TRAVAIL DEMANDÉ:
(A) Recopiez à l'identique, dans le texte sur Boorstin et le spectacle, le passage qui commence aux mots "Et Boorstin par" et s'arrête après les mots "des images.".
(B) Présentez en CSV à deux colonnes, "intitule" et "valeur", les enregistrements allant de la ligne qui contient "Highlight small child" jusqu'à celle qui contient "[173,162,235,323]", toutes deux incluses. Prévoyez une ligne par intitulé, avec chaque champ entre guillemets et les sauts de ligne remplacés par des espaces.

TEXTE PROPOSÉ:
• • • • • • •

Et Boorstin par exemple, qui décrit dans l'Image la consommation
marchande du spectacle américain, n'atteint jamais le concept de
spectacle, parce qu'il croit pouvoir laisser en dehors de cette désastreuse
exagération de la vie privée, ou la notion d'«honnête
marchandise». Il ne comprend pas que la marchandise elle-même
a fait les lois dont l'application «honnête» doit donner
aussi bien la réalité distincte de la vie privée
que sa reconquête ultérieure par la consommation sociale
des images.
199
Boorstin
décrit les excès d'un monde qui nous est devenu étranger,
comme des excès étrangers à notre monde. Mais la
base «normale» de la vie sociale, à laquelle il se réfère
implicitement quand il qualifie le règne superficiel des images,
en termes de jugement psychologique et moral, comme le produit de «nos
extravagantes prétentions», n'a aucune réalité,
ni dans son livre, ni dans son époque. C'est parce que la vie humaine
réelle dont parle Boorstin est pour lui dans le passé, y
compris le passé de la résignation religieuse, qu'il ne
peut comprendre toute la profondeur d'une société de l'image.
La vérité de cette société n'est rien
d'autre que la négation de cette société.
200
La
sociologie qui croit pouvoir isoler de l'ensemble de la vie sociale une
rationalité industrielle fonctionnant à part, peut aller
jusqu'à isoler du mouvement industriel global les techniques de
reproduction et transmission. C'est ainsi que Boorstin trouve pour cause
des résultats qu'il dépeint la malheureuse rencontre, quasiment
fortuite, d'un trop grand appareil technique de diffusion des images et
d'une trop grande attirance des hommes de notre époque pour le
pseudo-sensationnel. Ainsi le spectacle serait dû au fait que l'homme
moderne serait trop spectateur. Boorstin ne comprend pas que la prolifération
des «pseudo-événements» préfabriqués,
qu'il dénonce, découle de ce simple fait que les hommes,
dans la réalité massive de la vie sociale actuelle, ne vivent
pas eux-mêmes des événements. C'est parce que l'histoire
elle-même hante la société moderne comme un spectre,
que l'on trouve de la pseudo-histoire construite à tous les niveaux
de la consommation de la vie, pour préserver l'équilibre
menacé de l'actuel temps gelé.

• • • • • • •

DONNÉES À TRAITER:
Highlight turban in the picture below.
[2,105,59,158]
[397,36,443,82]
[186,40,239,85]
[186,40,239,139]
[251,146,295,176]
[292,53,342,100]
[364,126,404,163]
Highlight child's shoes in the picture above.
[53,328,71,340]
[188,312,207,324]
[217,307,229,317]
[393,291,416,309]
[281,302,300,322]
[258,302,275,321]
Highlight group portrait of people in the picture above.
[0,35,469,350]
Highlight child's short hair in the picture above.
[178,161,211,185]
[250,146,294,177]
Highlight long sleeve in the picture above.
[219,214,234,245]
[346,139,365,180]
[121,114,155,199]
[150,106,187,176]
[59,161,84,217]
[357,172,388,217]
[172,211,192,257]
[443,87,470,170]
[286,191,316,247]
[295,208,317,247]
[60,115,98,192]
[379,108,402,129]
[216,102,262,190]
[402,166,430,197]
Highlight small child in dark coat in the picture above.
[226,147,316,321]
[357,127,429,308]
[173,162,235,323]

• • • • • • •

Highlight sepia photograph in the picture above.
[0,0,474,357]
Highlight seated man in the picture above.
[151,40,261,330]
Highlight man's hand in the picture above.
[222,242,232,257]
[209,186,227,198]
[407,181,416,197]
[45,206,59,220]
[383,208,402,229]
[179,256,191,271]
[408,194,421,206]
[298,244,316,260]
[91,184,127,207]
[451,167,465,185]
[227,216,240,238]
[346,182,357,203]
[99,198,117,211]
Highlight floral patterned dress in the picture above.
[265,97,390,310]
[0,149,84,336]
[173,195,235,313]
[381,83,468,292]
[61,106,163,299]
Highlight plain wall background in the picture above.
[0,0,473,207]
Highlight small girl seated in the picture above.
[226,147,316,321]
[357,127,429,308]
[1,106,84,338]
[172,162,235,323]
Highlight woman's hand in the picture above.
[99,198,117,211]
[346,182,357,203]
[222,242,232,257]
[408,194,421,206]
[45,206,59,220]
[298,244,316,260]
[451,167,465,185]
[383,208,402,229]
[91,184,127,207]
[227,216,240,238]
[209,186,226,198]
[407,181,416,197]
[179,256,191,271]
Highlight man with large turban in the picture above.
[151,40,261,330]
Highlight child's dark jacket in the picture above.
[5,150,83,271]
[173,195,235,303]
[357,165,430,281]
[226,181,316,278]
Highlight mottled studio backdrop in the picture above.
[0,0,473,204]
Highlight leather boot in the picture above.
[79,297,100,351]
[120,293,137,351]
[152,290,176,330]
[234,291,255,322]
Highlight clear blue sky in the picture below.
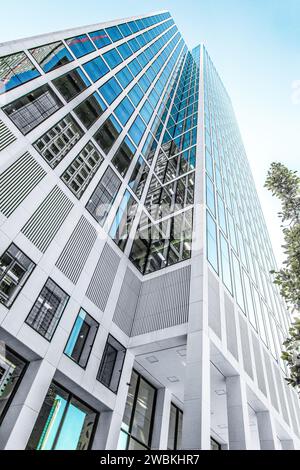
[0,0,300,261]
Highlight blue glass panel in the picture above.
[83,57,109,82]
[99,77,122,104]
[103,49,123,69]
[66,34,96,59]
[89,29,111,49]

• • • • • • •

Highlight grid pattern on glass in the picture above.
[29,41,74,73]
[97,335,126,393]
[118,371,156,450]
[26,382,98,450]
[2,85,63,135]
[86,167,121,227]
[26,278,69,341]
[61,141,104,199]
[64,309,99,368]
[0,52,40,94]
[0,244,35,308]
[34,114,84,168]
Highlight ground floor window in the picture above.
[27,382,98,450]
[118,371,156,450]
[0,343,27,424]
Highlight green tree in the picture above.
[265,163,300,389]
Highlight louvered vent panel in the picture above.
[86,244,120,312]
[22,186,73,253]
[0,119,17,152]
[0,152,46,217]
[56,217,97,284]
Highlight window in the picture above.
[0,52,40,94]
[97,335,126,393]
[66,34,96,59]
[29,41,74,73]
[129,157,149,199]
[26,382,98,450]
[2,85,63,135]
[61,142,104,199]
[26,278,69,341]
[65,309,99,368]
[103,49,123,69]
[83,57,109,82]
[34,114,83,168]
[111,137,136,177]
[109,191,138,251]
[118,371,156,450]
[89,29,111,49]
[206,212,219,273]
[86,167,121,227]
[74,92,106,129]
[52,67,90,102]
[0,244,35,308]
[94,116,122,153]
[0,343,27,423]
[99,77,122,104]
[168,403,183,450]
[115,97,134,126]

• • • • • • •

CORRIGÉ:
(A)
Et Boorstin par exemple, qui décrit dans l'Image la consommation
marchande du spectacle américain, n'atteint jamais le concept de
spectacle, parce qu'il croit pouvoir laisser en dehors de cette désastreuse
exagération de la vie privée, ou la notion d'«honnête
marchandise». Il ne comprend pas que la marchandise elle-même
a fait les lois dont l'application «honnête» doit donner
aussi bien la réalité distincte de la vie privée
que sa reconquête ultérieure par la consommation sociale
des images.

(B)
intitule,valeur
"Highlight small child in dark coat in the picture above.","[226,147,316,321] [357,127,429,308] [173,162,235,323]"